Description of the task
Use the entries below and reproduce exactly the lines from the one containing "For each <instance>" down to the one containing "positive clicks: (449, 240) (446, 223)", both of them included.

Record extracts section start

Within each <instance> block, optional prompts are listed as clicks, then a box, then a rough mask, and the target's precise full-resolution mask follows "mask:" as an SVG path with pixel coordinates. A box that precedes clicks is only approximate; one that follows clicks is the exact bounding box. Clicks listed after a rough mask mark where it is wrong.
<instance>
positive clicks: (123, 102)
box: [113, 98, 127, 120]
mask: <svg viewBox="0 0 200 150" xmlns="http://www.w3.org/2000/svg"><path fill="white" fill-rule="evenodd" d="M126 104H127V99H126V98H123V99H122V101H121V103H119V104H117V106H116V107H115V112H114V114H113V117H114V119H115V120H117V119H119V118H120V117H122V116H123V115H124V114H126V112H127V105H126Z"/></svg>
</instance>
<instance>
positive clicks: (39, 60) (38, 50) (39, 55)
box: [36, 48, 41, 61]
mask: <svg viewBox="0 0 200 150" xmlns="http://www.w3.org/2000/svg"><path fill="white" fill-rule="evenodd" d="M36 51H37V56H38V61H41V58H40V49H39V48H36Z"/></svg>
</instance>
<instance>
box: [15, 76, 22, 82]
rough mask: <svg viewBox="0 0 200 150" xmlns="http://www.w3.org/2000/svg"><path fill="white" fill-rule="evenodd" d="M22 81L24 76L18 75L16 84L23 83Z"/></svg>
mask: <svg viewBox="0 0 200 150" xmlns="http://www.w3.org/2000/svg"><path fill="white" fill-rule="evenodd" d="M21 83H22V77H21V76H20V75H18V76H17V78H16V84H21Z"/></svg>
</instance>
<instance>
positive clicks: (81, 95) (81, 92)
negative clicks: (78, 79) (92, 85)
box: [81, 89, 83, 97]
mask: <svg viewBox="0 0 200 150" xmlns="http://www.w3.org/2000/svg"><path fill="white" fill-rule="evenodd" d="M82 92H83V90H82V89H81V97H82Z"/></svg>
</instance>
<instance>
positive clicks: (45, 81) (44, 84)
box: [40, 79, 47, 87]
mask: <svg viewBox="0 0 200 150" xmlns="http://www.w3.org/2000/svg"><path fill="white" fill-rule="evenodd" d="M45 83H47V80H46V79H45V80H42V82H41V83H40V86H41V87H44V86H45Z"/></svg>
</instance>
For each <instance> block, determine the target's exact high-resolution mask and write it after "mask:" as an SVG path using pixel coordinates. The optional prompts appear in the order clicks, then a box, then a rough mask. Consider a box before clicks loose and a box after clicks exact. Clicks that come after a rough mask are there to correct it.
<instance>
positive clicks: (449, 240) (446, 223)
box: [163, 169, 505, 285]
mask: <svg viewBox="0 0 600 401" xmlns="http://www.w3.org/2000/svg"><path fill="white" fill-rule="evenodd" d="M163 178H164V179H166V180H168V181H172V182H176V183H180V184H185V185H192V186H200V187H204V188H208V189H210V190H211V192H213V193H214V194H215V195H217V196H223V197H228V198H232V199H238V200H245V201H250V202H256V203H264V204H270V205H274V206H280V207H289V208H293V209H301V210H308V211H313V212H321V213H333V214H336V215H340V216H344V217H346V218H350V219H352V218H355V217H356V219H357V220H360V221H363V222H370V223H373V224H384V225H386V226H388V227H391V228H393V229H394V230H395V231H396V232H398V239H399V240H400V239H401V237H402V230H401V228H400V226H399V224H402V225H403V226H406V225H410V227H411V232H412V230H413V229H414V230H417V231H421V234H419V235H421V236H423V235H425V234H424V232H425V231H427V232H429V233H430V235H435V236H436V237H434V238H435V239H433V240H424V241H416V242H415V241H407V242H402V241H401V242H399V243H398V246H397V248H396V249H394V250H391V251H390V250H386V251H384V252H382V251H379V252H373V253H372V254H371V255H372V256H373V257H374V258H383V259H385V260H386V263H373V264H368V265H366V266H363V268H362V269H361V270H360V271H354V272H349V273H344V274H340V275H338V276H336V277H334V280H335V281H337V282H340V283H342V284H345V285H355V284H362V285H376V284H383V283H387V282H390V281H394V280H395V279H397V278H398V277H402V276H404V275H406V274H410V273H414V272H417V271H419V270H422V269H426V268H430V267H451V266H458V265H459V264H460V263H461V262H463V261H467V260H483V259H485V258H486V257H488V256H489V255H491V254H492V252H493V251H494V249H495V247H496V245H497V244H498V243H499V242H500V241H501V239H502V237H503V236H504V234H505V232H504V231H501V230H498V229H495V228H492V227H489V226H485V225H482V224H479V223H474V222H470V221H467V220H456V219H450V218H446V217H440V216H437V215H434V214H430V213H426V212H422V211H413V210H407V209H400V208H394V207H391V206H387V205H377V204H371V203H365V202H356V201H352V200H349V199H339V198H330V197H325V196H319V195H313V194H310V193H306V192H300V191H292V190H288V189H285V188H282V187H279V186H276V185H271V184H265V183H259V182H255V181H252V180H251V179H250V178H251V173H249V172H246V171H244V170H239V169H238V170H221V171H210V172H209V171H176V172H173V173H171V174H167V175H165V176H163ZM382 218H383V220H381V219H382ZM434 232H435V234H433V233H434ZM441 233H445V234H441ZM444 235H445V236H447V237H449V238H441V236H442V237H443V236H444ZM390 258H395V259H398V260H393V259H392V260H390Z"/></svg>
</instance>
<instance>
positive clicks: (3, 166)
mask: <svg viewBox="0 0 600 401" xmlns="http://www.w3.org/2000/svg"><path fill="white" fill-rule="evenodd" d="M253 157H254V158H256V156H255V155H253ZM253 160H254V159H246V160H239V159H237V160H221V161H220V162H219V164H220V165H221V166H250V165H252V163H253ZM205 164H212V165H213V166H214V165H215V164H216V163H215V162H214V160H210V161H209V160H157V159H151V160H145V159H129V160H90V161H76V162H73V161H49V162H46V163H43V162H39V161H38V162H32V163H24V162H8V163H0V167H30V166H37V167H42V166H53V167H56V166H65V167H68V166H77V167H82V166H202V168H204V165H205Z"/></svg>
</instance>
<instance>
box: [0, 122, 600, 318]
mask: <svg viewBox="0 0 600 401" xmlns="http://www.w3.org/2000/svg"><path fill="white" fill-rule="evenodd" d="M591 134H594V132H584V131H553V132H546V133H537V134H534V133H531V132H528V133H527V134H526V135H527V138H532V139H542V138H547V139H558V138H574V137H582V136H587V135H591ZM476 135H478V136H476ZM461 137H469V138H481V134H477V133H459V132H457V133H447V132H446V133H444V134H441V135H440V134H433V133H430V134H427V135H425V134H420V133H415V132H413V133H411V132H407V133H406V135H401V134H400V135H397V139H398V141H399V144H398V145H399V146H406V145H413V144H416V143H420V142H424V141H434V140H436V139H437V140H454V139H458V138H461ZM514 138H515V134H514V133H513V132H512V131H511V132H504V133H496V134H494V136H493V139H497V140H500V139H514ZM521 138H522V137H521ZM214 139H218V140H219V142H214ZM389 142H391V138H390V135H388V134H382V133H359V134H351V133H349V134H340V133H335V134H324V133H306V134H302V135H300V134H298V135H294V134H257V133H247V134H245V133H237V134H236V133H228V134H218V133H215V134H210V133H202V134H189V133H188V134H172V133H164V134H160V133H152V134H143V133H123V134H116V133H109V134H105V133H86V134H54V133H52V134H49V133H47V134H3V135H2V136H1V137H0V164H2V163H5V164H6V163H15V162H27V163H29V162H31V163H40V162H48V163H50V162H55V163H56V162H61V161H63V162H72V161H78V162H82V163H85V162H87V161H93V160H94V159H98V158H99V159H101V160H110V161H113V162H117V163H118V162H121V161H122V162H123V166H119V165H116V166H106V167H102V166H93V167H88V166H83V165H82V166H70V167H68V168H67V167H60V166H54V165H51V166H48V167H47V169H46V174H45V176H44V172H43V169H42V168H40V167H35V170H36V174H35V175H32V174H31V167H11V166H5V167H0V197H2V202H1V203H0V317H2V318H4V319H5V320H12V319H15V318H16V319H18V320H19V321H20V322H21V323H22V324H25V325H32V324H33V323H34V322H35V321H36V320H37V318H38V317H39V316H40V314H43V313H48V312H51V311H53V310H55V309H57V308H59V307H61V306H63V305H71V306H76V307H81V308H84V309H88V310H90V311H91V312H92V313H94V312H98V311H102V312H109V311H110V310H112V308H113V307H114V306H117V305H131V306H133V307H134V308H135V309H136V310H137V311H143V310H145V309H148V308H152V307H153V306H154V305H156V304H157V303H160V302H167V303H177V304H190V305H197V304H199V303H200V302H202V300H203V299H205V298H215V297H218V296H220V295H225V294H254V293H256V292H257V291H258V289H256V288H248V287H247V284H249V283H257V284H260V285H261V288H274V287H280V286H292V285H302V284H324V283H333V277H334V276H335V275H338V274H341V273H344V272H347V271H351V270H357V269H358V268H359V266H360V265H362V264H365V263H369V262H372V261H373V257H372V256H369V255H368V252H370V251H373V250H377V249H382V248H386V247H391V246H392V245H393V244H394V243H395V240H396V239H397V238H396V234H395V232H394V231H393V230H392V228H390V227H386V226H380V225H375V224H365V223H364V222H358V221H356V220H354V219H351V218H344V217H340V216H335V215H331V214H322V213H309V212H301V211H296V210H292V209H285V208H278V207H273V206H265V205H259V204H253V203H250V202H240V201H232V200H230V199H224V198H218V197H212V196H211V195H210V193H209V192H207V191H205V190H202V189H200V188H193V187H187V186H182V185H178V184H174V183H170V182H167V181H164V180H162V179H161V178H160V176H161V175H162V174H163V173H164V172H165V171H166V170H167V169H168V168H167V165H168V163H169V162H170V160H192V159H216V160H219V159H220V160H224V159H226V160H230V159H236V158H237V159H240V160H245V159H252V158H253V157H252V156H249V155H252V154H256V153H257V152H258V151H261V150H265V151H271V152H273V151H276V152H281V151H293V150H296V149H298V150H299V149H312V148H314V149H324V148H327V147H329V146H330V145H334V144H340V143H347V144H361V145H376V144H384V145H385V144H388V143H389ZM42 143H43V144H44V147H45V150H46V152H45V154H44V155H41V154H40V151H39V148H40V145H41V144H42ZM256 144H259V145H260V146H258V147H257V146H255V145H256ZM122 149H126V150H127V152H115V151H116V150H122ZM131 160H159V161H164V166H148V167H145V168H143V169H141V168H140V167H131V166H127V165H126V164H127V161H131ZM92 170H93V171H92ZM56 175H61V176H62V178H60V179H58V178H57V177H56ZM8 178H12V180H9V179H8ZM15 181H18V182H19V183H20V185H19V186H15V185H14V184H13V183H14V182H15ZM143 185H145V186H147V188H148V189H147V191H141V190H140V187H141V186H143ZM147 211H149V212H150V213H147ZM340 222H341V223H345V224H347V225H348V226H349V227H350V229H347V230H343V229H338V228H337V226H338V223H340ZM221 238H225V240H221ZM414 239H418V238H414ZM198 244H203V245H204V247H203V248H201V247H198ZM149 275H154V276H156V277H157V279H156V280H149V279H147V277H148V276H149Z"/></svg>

Record extracts section end

Answer
For each <instance> block, determine the target's exact high-resolution mask and write it after "mask:" as an SVG path using pixel coordinates. The optional prompts appear in the order clicks, then a box, then a rough mask. Consider a box before clicks loose and a box after clicks exact. Clicks that come after a rough mask are there to correct it.
<instance>
positive clicks: (449, 240) (446, 223)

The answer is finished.